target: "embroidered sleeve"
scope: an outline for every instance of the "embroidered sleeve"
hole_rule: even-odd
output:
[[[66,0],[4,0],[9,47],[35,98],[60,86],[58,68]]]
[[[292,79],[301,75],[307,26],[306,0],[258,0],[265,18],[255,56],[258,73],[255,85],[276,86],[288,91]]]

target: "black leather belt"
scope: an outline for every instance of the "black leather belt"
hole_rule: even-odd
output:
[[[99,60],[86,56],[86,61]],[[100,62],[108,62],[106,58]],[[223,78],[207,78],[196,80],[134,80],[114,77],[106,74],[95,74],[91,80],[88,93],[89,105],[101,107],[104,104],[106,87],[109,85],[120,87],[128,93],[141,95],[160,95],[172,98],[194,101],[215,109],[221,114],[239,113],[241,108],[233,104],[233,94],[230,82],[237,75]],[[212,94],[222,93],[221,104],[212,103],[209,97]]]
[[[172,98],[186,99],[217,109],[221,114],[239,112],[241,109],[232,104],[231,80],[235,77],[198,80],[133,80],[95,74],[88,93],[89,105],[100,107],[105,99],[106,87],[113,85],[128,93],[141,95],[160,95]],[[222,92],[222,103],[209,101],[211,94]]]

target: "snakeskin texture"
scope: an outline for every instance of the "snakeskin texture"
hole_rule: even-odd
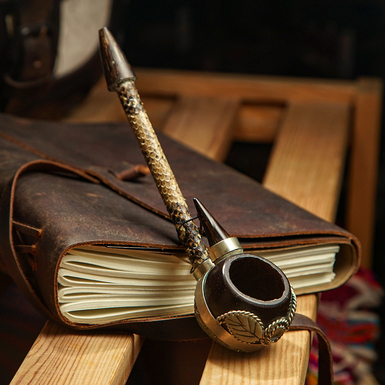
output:
[[[198,227],[192,221],[186,201],[133,81],[121,83],[117,86],[116,91],[159,193],[177,229],[179,240],[186,249],[193,271],[209,258],[208,250],[199,234]]]

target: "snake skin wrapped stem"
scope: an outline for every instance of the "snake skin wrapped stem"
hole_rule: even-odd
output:
[[[192,271],[209,264],[208,250],[192,221],[186,201],[135,87],[135,74],[107,28],[100,32],[102,59],[108,88],[116,91],[143,156],[178,233]],[[118,62],[119,61],[119,62]],[[111,63],[114,65],[112,66]],[[199,269],[198,269],[199,271]],[[197,273],[197,272],[196,272]],[[203,274],[199,272],[196,277]]]

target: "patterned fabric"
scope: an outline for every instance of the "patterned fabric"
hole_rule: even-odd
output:
[[[319,304],[317,323],[328,336],[337,385],[376,384],[372,365],[374,344],[380,334],[379,316],[383,291],[371,271],[358,273],[338,289],[325,292]],[[307,385],[317,384],[317,341],[310,353]]]

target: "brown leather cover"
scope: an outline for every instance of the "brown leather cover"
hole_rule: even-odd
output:
[[[190,209],[198,197],[245,249],[336,242],[343,252],[334,285],[355,272],[360,246],[347,231],[226,165],[161,134],[159,139]],[[71,125],[0,115],[0,162],[0,268],[50,318],[97,327],[71,324],[58,310],[56,274],[69,249],[91,244],[181,249],[151,175],[116,177],[143,163],[128,124]],[[109,326],[156,338],[204,336],[192,315]]]

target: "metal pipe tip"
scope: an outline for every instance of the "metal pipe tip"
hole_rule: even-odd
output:
[[[108,89],[115,91],[120,83],[126,80],[135,81],[134,71],[107,27],[99,30],[99,43],[100,57]]]
[[[227,231],[218,223],[218,221],[210,214],[206,207],[194,198],[194,205],[197,210],[198,218],[203,225],[205,235],[209,241],[210,246],[223,241],[224,239],[230,238]]]

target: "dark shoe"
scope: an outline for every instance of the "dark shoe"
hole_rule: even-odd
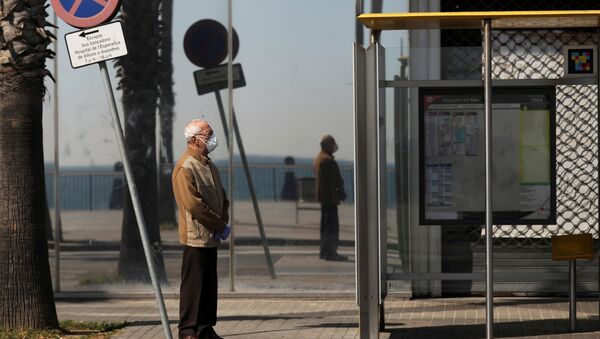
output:
[[[212,326],[206,326],[200,331],[198,334],[198,339],[223,339],[223,337],[219,336]]]
[[[319,251],[319,259],[327,259],[331,256],[335,256],[335,252],[331,252],[328,250],[320,250]]]
[[[182,339],[198,339],[198,336],[197,335],[188,334],[185,337],[183,337]]]
[[[205,326],[197,332],[196,338],[198,339],[210,339],[210,326]]]
[[[327,261],[348,261],[348,257],[345,255],[340,255],[338,253],[334,253],[330,256],[325,257]]]
[[[210,339],[223,339],[223,337],[221,337],[220,335],[217,334],[217,332],[215,332],[214,328],[210,327],[210,332],[211,332]]]

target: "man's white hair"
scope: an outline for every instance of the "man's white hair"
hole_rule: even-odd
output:
[[[185,135],[186,142],[189,143],[194,135],[198,135],[200,132],[202,132],[202,129],[198,126],[198,123],[200,122],[207,123],[204,119],[194,119],[185,125],[185,128],[183,129],[183,135]]]

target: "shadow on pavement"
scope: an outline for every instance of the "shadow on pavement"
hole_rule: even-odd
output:
[[[466,297],[466,298],[470,298],[470,297]],[[446,302],[442,302],[439,300],[436,300],[435,298],[413,298],[413,301],[423,301],[423,302],[428,302],[428,301],[432,301],[433,304],[431,305],[426,305],[426,306],[421,306],[419,305],[418,308],[418,312],[435,312],[436,310],[439,310],[440,308],[440,303],[445,304],[445,309],[446,311],[464,311],[464,310],[474,310],[476,308],[485,310],[485,299],[484,297],[481,297],[480,300],[473,300],[473,301],[468,301],[468,302],[462,302],[461,301],[462,298],[456,298],[456,300],[458,300],[458,302],[454,302],[453,298],[446,298]],[[595,298],[577,298],[577,301],[596,301],[597,299]],[[553,297],[553,298],[535,298],[535,297],[523,297],[521,299],[509,299],[509,300],[495,300],[494,301],[494,308],[498,309],[498,308],[504,308],[504,307],[509,307],[509,306],[527,306],[527,305],[531,305],[534,308],[538,308],[538,305],[542,305],[542,307],[548,307],[545,305],[554,305],[552,307],[552,309],[556,309],[556,310],[560,310],[561,305],[567,305],[566,307],[568,307],[568,303],[569,300],[568,298],[562,298],[562,297]],[[406,312],[407,309],[403,308],[403,307],[390,307],[385,309],[385,313],[386,314],[394,314],[394,313],[403,313]]]
[[[399,325],[400,326],[400,325]],[[357,328],[356,323],[327,323],[327,324],[314,324],[314,325],[303,325],[302,328]]]
[[[384,331],[390,333],[390,339],[400,338],[457,338],[474,339],[485,338],[485,325],[448,325],[430,327],[394,328]],[[579,331],[573,334],[588,334],[589,337],[600,337],[598,321],[581,319],[577,321]],[[494,325],[495,338],[534,337],[554,334],[571,334],[569,331],[569,320],[548,319],[535,321],[502,322]]]
[[[173,325],[173,324],[179,324],[179,320],[169,320],[169,325]],[[130,323],[127,324],[127,327],[134,327],[134,326],[156,326],[156,325],[162,325],[162,322],[160,320],[136,320],[136,321],[132,321]]]

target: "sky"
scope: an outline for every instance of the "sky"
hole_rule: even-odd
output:
[[[394,6],[398,8],[384,7],[384,11],[402,7]],[[242,64],[247,83],[234,90],[233,105],[247,155],[281,157],[281,162],[287,155],[312,158],[319,151],[321,135],[329,133],[339,144],[337,159],[353,159],[354,12],[353,0],[233,1],[233,26],[240,40],[234,62]],[[220,141],[211,156],[226,159],[215,96],[197,95],[192,74],[199,68],[186,58],[183,36],[202,19],[227,26],[227,1],[175,1],[173,19],[175,156],[185,148],[185,123],[204,118]],[[108,101],[97,65],[70,66],[64,35],[75,30],[59,19],[58,71],[54,72],[52,61],[47,65],[56,73],[58,96],[47,79],[44,154],[47,162],[53,161],[53,103],[58,100],[61,167],[109,166],[120,160],[120,154]],[[112,63],[108,65],[122,115],[115,70]],[[227,104],[227,91],[221,95]]]

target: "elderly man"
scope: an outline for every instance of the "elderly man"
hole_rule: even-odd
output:
[[[179,296],[179,338],[221,338],[217,322],[217,246],[229,236],[229,201],[208,154],[217,139],[208,122],[185,126],[187,150],[173,169],[183,245]]]
[[[333,153],[338,150],[335,139],[326,134],[321,137],[321,152],[314,162],[317,177],[317,200],[321,203],[321,250],[319,257],[325,260],[345,261],[348,257],[337,253],[339,242],[338,205],[346,199],[344,180]]]

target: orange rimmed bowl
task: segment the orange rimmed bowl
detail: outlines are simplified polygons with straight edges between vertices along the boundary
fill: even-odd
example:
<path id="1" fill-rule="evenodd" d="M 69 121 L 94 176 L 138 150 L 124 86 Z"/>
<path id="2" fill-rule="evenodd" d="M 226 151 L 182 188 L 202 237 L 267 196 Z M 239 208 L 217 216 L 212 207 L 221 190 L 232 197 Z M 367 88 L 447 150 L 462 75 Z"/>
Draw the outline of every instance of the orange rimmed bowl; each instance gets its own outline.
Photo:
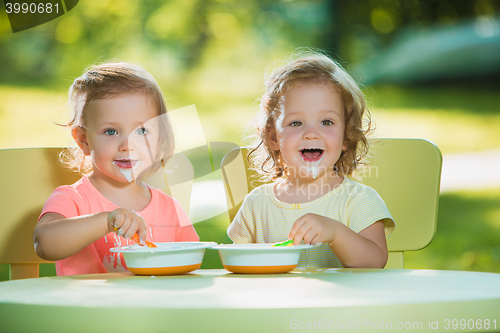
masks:
<path id="1" fill-rule="evenodd" d="M 121 253 L 129 271 L 137 275 L 185 274 L 200 268 L 205 249 L 214 242 L 156 243 L 155 248 L 139 245 L 110 249 Z"/>
<path id="2" fill-rule="evenodd" d="M 230 272 L 278 274 L 295 269 L 301 251 L 312 247 L 312 245 L 221 244 L 212 249 L 219 251 L 222 265 Z"/>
════════════════
→ **Work task**: Where a line above holds the string "scope", show that line.

→ **Problem solution**:
scope: an outline for every instance of the "embroidered sleeve"
scope: an outline for every instance of the "black leather belt"
scope: an outline for every instance of the "snakeskin texture"
scope: an outline for every instance of the "snake skin wrapped stem"
scope: an outline for every instance of the "patterned fabric"
scope: an outline for every instance of the "brown leather cover"
scope: an outline for every instance of the "metal pipe tip"
scope: an outline for every instance of the "dark shoe"
scope: an outline for every instance of the "man's white hair"
scope: an outline for every instance of the "shadow on pavement"
scope: an outline for every instance of the "sky"
scope: an outline for every instance of the "elderly man"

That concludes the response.